Dataset entries:
-- -- --
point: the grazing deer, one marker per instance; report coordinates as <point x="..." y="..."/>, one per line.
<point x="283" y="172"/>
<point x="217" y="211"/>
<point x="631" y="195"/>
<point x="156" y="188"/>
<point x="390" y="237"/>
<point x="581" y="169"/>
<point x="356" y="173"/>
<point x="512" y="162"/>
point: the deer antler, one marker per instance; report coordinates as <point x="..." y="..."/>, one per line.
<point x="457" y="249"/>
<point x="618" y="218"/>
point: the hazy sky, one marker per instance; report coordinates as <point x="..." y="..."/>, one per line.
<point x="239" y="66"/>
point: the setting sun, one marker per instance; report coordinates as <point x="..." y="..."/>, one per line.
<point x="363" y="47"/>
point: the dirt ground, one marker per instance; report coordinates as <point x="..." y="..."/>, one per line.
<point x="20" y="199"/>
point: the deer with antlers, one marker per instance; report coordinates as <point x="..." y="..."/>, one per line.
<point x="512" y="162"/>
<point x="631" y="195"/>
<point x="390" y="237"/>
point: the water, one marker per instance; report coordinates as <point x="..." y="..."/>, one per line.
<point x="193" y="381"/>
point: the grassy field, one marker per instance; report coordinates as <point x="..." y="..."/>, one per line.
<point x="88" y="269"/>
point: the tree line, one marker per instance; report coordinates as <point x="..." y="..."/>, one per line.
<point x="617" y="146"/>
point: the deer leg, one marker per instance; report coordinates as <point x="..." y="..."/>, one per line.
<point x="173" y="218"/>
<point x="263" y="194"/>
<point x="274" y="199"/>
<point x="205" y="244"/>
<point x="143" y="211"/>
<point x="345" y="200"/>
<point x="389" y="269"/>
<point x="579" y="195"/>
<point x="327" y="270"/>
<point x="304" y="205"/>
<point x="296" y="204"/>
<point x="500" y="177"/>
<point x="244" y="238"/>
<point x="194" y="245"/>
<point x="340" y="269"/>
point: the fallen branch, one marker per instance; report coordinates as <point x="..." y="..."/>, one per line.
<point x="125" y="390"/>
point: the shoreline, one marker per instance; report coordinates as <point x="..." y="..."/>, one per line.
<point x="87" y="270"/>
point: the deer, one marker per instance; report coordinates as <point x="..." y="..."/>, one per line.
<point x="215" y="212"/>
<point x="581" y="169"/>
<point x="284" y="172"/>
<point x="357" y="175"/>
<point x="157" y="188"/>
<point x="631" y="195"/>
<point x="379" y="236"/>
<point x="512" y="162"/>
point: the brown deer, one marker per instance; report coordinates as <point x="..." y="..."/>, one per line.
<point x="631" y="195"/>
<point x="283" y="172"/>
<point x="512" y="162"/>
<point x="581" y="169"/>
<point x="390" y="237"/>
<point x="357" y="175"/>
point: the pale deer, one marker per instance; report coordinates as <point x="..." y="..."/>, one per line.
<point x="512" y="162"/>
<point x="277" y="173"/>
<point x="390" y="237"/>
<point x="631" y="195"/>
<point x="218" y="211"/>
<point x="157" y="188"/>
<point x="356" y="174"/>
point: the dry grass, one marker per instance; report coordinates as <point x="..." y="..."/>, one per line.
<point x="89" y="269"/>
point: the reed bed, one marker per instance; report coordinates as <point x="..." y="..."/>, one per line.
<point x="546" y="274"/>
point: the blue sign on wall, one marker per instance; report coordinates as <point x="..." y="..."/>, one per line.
-- -- --
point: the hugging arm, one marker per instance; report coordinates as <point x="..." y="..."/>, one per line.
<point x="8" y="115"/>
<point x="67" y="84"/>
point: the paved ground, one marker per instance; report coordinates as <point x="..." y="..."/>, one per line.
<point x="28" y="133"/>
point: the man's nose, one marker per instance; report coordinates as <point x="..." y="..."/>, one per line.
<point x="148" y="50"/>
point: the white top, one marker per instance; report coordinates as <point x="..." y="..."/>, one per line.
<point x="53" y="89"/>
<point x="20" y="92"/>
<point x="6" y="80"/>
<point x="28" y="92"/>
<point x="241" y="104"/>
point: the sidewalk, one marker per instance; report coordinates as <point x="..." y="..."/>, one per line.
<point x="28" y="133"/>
-- -- --
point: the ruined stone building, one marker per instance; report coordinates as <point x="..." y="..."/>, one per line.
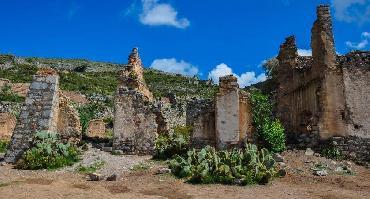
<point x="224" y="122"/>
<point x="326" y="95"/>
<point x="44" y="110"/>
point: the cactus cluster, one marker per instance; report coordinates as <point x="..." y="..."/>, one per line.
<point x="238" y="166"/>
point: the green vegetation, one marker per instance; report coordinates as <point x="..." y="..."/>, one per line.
-- -- --
What the exercise asks: Your reply is to repeat, unchanged, the lines above running from the one with "point: the cactus" up to and including the one with "point: the green".

Written solution:
point: the cactus cluster, one marker per instance; report coordinates as <point x="..." y="..."/>, one per line.
<point x="238" y="166"/>
point: the green vegetation, one marker per instance; report coordinates as <point x="..." y="..."/>, one per line.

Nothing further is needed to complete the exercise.